Work required:
Which lines run from the one containing "spectator behind glass." through the end of the entries? Restate them word for word, and only those.

Records provided:

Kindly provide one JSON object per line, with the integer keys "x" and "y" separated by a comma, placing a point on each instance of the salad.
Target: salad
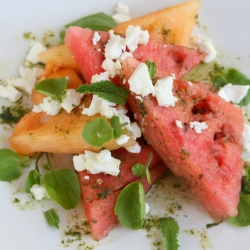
{"x": 20, "y": 238}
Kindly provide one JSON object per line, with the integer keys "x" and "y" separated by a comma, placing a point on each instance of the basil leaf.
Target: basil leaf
{"x": 107, "y": 90}
{"x": 10, "y": 165}
{"x": 54, "y": 87}
{"x": 34, "y": 177}
{"x": 243, "y": 217}
{"x": 151, "y": 69}
{"x": 98, "y": 21}
{"x": 63, "y": 187}
{"x": 170, "y": 230}
{"x": 138, "y": 169}
{"x": 130, "y": 206}
{"x": 97, "y": 132}
{"x": 52, "y": 218}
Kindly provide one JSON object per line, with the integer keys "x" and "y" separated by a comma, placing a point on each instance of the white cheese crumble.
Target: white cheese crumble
{"x": 178, "y": 124}
{"x": 96, "y": 163}
{"x": 10, "y": 93}
{"x": 35, "y": 49}
{"x": 233, "y": 93}
{"x": 121, "y": 13}
{"x": 163, "y": 92}
{"x": 140, "y": 82}
{"x": 198, "y": 126}
{"x": 206, "y": 45}
{"x": 96, "y": 38}
{"x": 39, "y": 192}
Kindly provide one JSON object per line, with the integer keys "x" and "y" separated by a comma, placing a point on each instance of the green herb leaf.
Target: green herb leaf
{"x": 130, "y": 206}
{"x": 151, "y": 69}
{"x": 117, "y": 129}
{"x": 63, "y": 187}
{"x": 107, "y": 90}
{"x": 243, "y": 217}
{"x": 54, "y": 87}
{"x": 98, "y": 21}
{"x": 138, "y": 169}
{"x": 10, "y": 165}
{"x": 33, "y": 178}
{"x": 170, "y": 230}
{"x": 52, "y": 218}
{"x": 97, "y": 132}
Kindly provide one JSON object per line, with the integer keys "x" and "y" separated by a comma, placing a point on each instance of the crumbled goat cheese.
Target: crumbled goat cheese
{"x": 135, "y": 36}
{"x": 178, "y": 124}
{"x": 163, "y": 92}
{"x": 233, "y": 93}
{"x": 39, "y": 192}
{"x": 10, "y": 93}
{"x": 97, "y": 162}
{"x": 96, "y": 38}
{"x": 115, "y": 46}
{"x": 198, "y": 126}
{"x": 134, "y": 149}
{"x": 104, "y": 76}
{"x": 49, "y": 106}
{"x": 245, "y": 156}
{"x": 35, "y": 49}
{"x": 71, "y": 100}
{"x": 140, "y": 82}
{"x": 121, "y": 13}
{"x": 122, "y": 139}
{"x": 205, "y": 44}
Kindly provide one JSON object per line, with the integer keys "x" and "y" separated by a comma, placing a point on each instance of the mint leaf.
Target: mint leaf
{"x": 243, "y": 217}
{"x": 34, "y": 177}
{"x": 170, "y": 230}
{"x": 107, "y": 90}
{"x": 63, "y": 187}
{"x": 10, "y": 165}
{"x": 151, "y": 69}
{"x": 98, "y": 21}
{"x": 97, "y": 132}
{"x": 130, "y": 206}
{"x": 52, "y": 218}
{"x": 54, "y": 87}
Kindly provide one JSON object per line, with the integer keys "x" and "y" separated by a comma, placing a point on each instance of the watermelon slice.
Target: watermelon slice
{"x": 100, "y": 191}
{"x": 210, "y": 162}
{"x": 170, "y": 59}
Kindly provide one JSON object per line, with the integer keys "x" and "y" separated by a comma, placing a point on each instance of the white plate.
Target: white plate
{"x": 23, "y": 226}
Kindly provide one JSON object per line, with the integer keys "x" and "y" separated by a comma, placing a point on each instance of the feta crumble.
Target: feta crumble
{"x": 198, "y": 126}
{"x": 205, "y": 44}
{"x": 39, "y": 192}
{"x": 97, "y": 162}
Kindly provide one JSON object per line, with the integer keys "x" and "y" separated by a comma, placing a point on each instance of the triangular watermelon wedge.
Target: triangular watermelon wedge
{"x": 100, "y": 191}
{"x": 210, "y": 161}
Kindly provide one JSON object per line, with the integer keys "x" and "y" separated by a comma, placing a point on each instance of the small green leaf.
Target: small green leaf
{"x": 98, "y": 21}
{"x": 54, "y": 87}
{"x": 151, "y": 69}
{"x": 63, "y": 187}
{"x": 107, "y": 90}
{"x": 243, "y": 217}
{"x": 117, "y": 129}
{"x": 34, "y": 177}
{"x": 97, "y": 132}
{"x": 52, "y": 218}
{"x": 138, "y": 169}
{"x": 170, "y": 230}
{"x": 130, "y": 206}
{"x": 10, "y": 165}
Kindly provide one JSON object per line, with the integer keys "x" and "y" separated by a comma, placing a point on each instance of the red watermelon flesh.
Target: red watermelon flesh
{"x": 210, "y": 162}
{"x": 168, "y": 58}
{"x": 100, "y": 191}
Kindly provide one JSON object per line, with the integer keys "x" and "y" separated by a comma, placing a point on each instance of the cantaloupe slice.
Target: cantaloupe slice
{"x": 170, "y": 25}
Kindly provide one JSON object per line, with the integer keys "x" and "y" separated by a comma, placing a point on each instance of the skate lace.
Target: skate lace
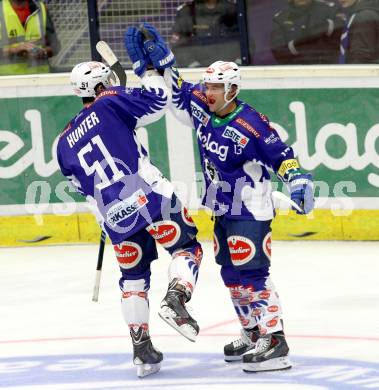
{"x": 243, "y": 340}
{"x": 263, "y": 343}
{"x": 238, "y": 343}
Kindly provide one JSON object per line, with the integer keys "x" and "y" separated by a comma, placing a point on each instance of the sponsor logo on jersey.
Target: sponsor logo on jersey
{"x": 187, "y": 218}
{"x": 244, "y": 301}
{"x": 235, "y": 136}
{"x": 287, "y": 165}
{"x": 124, "y": 209}
{"x": 107, "y": 92}
{"x": 212, "y": 146}
{"x": 211, "y": 171}
{"x": 128, "y": 254}
{"x": 266, "y": 244}
{"x": 271, "y": 139}
{"x": 200, "y": 95}
{"x": 167, "y": 233}
{"x": 272, "y": 322}
{"x": 273, "y": 309}
{"x": 241, "y": 249}
{"x": 264, "y": 294}
{"x": 199, "y": 113}
{"x": 247, "y": 126}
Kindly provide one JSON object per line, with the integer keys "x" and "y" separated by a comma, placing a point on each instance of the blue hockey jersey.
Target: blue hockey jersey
{"x": 100, "y": 154}
{"x": 236, "y": 153}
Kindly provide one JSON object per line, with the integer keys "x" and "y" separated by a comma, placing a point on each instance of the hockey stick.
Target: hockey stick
{"x": 99, "y": 266}
{"x": 280, "y": 196}
{"x": 107, "y": 53}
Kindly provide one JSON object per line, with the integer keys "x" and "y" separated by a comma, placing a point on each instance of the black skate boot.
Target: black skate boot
{"x": 146, "y": 358}
{"x": 174, "y": 312}
{"x": 270, "y": 354}
{"x": 235, "y": 350}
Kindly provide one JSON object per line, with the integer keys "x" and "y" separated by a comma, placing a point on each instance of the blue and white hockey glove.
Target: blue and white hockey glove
{"x": 301, "y": 190}
{"x": 160, "y": 54}
{"x": 133, "y": 41}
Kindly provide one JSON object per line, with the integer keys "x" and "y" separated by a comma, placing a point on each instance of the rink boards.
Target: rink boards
{"x": 327, "y": 114}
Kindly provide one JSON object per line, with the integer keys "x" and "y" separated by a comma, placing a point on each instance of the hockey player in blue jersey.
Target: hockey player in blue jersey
{"x": 238, "y": 149}
{"x": 99, "y": 153}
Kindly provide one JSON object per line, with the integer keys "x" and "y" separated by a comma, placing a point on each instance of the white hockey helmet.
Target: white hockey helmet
{"x": 223, "y": 72}
{"x": 87, "y": 75}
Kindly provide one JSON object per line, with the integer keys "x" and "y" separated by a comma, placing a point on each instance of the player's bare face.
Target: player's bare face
{"x": 214, "y": 93}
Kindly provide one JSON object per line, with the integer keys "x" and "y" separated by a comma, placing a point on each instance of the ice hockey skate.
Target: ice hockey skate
{"x": 174, "y": 312}
{"x": 146, "y": 358}
{"x": 234, "y": 350}
{"x": 270, "y": 354}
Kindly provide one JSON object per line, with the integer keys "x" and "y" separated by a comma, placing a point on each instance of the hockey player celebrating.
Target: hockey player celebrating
{"x": 238, "y": 148}
{"x": 99, "y": 153}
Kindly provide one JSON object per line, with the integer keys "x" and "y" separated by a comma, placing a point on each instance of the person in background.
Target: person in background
{"x": 301, "y": 33}
{"x": 202, "y": 27}
{"x": 357, "y": 24}
{"x": 27, "y": 37}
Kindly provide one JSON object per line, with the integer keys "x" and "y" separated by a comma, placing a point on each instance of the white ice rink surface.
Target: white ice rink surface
{"x": 53, "y": 337}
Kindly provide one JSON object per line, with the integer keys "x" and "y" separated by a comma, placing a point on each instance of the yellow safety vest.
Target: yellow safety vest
{"x": 13, "y": 33}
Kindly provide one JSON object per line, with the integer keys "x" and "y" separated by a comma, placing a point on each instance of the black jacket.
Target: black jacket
{"x": 301, "y": 35}
{"x": 363, "y": 34}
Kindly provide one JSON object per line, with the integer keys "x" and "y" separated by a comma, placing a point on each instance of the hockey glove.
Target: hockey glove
{"x": 133, "y": 41}
{"x": 301, "y": 190}
{"x": 160, "y": 54}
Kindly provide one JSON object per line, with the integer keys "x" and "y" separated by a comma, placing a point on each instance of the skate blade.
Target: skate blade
{"x": 147, "y": 369}
{"x": 186, "y": 330}
{"x": 280, "y": 363}
{"x": 231, "y": 359}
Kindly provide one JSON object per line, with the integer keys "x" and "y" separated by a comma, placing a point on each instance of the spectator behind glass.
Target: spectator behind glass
{"x": 357, "y": 23}
{"x": 203, "y": 27}
{"x": 301, "y": 33}
{"x": 27, "y": 37}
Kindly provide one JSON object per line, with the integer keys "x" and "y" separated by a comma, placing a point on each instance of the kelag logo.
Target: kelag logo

Solution:
Kindly provide one JSON object per line, with the integer keys "x" and "y" separated by a comma, placing a point on each instance of the spectator behind glass.
Target: spectator behind glass
{"x": 357, "y": 23}
{"x": 203, "y": 27}
{"x": 301, "y": 33}
{"x": 27, "y": 37}
Kindly provide one JSON object per line, with the integer keys "x" and "y" separated by a comma, placing a point on each instance of the kelag logo.
Target: kelag logo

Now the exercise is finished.